---- RECORDS PROVIDED
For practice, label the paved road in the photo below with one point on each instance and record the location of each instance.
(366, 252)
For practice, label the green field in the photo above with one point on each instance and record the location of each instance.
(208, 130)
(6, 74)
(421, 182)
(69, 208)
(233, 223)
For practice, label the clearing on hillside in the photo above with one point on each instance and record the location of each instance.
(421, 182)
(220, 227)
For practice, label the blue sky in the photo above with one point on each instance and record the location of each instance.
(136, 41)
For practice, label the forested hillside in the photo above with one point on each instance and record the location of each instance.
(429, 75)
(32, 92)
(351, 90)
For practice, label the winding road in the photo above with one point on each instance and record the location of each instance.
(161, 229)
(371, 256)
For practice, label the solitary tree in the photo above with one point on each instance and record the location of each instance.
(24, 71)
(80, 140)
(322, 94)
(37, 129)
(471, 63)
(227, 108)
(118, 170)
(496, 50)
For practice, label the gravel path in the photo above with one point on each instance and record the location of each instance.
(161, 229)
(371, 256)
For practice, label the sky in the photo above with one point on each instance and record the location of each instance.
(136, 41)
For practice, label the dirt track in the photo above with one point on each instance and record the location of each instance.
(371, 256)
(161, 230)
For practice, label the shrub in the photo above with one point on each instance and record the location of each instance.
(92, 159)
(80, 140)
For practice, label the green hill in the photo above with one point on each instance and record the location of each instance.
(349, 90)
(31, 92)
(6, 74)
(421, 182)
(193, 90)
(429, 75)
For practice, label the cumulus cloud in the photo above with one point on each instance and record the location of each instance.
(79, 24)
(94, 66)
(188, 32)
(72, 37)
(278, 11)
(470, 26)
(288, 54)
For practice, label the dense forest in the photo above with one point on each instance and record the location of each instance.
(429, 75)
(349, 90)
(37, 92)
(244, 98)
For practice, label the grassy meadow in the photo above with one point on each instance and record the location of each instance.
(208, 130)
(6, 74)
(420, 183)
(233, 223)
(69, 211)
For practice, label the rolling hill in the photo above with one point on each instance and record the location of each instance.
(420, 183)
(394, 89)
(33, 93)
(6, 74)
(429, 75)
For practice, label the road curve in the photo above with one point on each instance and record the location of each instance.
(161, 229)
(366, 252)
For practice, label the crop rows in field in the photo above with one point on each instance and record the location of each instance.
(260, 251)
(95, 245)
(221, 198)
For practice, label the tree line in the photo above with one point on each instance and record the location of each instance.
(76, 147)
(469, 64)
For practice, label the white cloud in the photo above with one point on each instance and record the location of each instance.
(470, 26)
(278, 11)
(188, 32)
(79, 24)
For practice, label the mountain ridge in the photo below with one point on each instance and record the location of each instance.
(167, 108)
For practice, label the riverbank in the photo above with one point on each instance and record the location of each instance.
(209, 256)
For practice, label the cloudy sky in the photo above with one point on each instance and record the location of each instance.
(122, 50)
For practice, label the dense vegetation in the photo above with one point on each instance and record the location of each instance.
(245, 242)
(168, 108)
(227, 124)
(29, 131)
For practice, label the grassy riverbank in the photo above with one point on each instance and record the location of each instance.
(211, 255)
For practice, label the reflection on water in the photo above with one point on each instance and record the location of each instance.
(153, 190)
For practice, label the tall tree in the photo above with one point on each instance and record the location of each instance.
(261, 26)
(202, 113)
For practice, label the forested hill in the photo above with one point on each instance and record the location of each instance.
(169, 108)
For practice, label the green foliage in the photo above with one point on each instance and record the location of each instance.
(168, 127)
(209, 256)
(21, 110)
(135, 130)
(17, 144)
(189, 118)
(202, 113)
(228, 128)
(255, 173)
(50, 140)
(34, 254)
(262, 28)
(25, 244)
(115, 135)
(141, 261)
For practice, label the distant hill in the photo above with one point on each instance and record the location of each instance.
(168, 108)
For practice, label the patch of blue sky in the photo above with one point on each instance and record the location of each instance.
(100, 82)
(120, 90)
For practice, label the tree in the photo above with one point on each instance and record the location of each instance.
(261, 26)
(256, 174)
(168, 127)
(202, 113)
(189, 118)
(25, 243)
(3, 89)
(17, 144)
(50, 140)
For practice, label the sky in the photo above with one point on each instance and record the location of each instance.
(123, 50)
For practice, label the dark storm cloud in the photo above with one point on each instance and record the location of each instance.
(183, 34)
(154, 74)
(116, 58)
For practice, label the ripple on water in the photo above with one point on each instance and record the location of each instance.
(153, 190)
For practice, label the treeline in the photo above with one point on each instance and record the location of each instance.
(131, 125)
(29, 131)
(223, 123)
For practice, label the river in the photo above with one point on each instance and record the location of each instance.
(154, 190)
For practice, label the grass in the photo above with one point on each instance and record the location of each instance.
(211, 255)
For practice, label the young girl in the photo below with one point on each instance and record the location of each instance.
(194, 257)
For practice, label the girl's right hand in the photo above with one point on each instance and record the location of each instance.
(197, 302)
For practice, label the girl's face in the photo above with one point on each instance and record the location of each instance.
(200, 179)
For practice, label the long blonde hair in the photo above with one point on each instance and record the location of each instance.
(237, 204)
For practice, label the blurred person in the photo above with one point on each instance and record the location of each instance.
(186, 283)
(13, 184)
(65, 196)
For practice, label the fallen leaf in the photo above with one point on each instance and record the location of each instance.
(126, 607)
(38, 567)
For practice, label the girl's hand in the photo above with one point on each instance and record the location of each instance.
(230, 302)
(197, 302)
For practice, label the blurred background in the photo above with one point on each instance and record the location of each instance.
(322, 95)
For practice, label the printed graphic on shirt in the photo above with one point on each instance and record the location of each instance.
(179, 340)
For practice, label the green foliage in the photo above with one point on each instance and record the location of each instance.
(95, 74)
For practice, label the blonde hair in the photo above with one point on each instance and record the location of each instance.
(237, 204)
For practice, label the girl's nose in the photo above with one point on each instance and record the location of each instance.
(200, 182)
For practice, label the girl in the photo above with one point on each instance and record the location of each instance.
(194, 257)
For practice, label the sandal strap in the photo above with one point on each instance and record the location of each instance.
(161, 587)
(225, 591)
--------
Your task is to repeat the entries exactly.

For practice, label the paved road in the photo below with one point on each instance and record the location of each instance.
(366, 252)
For practice, label the green field in the photo above with one point on each instance and record the location of each instance.
(208, 130)
(6, 74)
(421, 182)
(69, 208)
(233, 223)
For practice, label the clearing on hillside in the photo above with one point on each instance and record the location of each instance.
(421, 182)
(220, 227)
For practice, label the blue sky in the photo above with one point on each instance and record the location of each instance.
(136, 41)
For practice, label the forested hillside in the photo above with one point on each instance and record the location of each instance.
(429, 75)
(32, 92)
(351, 90)
For practice, label the winding road in the photo above with one point on each instance and record the location of each instance.
(161, 229)
(371, 256)
For practice, label the solitary tree in the photo above with one point on each instance and record the location of each instance.
(24, 71)
(80, 140)
(322, 94)
(37, 129)
(471, 63)
(227, 108)
(118, 170)
(496, 50)
For practice, label the gravel path in the photo above with one point on each instance and record the location of each instance.
(161, 229)
(371, 256)
For practice, label the sky in the photo above with one point on each instance and record the location of each instance.
(136, 41)
For practice, label the dirt track in the photo above with one point on each instance and record the location of each instance.
(371, 256)
(161, 230)
For practice, label the shrub in the photo above with one point on each instance and record the location of each instance.
(92, 159)
(80, 140)
For practice, label the green hill in the photo above with one point on each instance and record the location of each instance.
(349, 90)
(31, 92)
(6, 74)
(421, 182)
(193, 90)
(429, 75)
For practice, label the cumulus cloud in the photo above with one point on each instance and record the location of each instance.
(79, 24)
(94, 66)
(188, 32)
(72, 37)
(278, 11)
(470, 26)
(288, 54)
For practice, label the dense forest in the photo above with one point on each instance and record the location of each instance.
(429, 75)
(349, 90)
(37, 92)
(244, 98)
For practice, label the grassy meadow in the photo above with one point on each instance and record the location of each instance.
(208, 130)
(6, 74)
(420, 183)
(233, 223)
(69, 211)
For practice, label the rolling hill in the photo above with one point on each instance and record the location of each instance.
(420, 183)
(394, 89)
(33, 93)
(6, 74)
(429, 75)
For practice, label the road curve in the photo above with one point on each instance and record the location of each instance.
(161, 229)
(366, 252)
For practice, label the crop rows in field in the photo above with one point on each instance and record the location of each instance.
(260, 251)
(95, 245)
(221, 198)
For practice, label the tree line in the photo above with one point on each instance and record the location of each instance.
(76, 147)
(469, 64)
For practice, label the white cloud in the photo above with one point on each instance and record the location of each instance.
(470, 26)
(278, 11)
(188, 32)
(79, 24)
For practice, label the mountain ridge in the photo below with one point on each instance and record the location of each instance.
(167, 108)
For practice, label the riverbank in the photo above with one point on each instance and record the location of each instance.
(209, 256)
For practice, label the cloudy sky in the photo above with one point on each instance and record the location of each instance.
(122, 50)
For practice, label the dense vegetation in the photo above with one point on each instance and record the location of each instance.
(245, 242)
(168, 108)
(227, 124)
(29, 131)
For practice, label the grassy riverbank in the photo above with one point on each instance and record the location of each instance.
(211, 255)
For practice, label the reflection on water in the photo above with one point on each instance and record the location of each instance.
(153, 190)
For practice, label the tall tree in the photo above with one point on each instance and record the location of each instance.
(261, 26)
(202, 113)
For practice, label the forested hill in the photo above with one point on each instance and record the location of each instance.
(169, 108)
For practice, label the green foliage in the photo above with one point on each instance and record the location of each instance.
(168, 127)
(209, 256)
(21, 110)
(135, 130)
(17, 144)
(189, 118)
(202, 113)
(228, 128)
(255, 173)
(50, 140)
(34, 254)
(262, 28)
(25, 244)
(115, 135)
(141, 261)
For practice, label the distant hill in the photo above with one point on each instance and record the location of each instance.
(168, 108)
For practice, label the patch of blue sky in the photo above with one point on each instance and record the location of each instance.
(100, 82)
(120, 90)
For practice, label the tree in the photo above with one point on each instance and record the location of each instance.
(261, 26)
(256, 174)
(168, 127)
(202, 113)
(189, 118)
(25, 243)
(3, 89)
(17, 144)
(50, 140)
For practice, label the sky in the photo above with one point on each instance and record the location of each instance.
(123, 50)
For practice, label the dark storm cloud in the photo above with one point on each instance and record the location of each instance.
(183, 34)
(154, 74)
(116, 58)
For practice, label the ripple on water in the photo above with one point on each instance and record the location of each instance.
(153, 190)
For practice, label the treeline in the photo above with one point on each instance and record the location of each instance.
(131, 125)
(29, 131)
(223, 123)
For practice, label the river in the photo above with one point on each instance and record the location of each instance.
(154, 190)
For practice, label the grass in the photo above with one point on each instance and record the location of each instance.
(211, 255)
For practice, label the young girl in the photo below with one point on each instance and record the location of each instance.
(194, 257)
For practice, label the girl's right hand in the photo above with one point on each instance and record the location of each instance.
(197, 302)
For practice, label the girl's face in the photo above with one point on each instance and record the location of each instance.
(200, 179)
For practice, label the long blonde hair in the photo above with one point on each instance and record the location of each instance.
(237, 204)
For practice, label the blurred person in the photo above with one point on each instance and record the location of each instance.
(186, 283)
(13, 184)
(65, 196)
For practice, label the fallen leaf in the photo above with one point on each instance and record the location of each instance.
(126, 607)
(38, 567)
For practice, label the girl's hand in the photo above with one point on each instance and record the location of each instance.
(230, 302)
(197, 302)
For practice, label the blurred background in the photo above with one point on each instance and record the location of each instance.
(322, 95)
For practice, label the printed graphic on shirt in the photo above with one point on each instance and record the location of each instance.
(179, 340)
For practice, label the green foliage in the photo above with one point on each instance and record the location of each instance.
(95, 74)
For practice, label the blonde hair in the photo above with one point on each instance and record the location of each instance.
(237, 204)
For practice, label the girl's nose in the photo above with one point on each instance and record the location of each instance.
(200, 182)
For practice, label the girl in the photo above with one point on each instance and record the location of each instance.
(194, 257)
For practice, label the sandal strap in the photo above with one point on each instance and record the location of each instance.
(161, 587)
(225, 591)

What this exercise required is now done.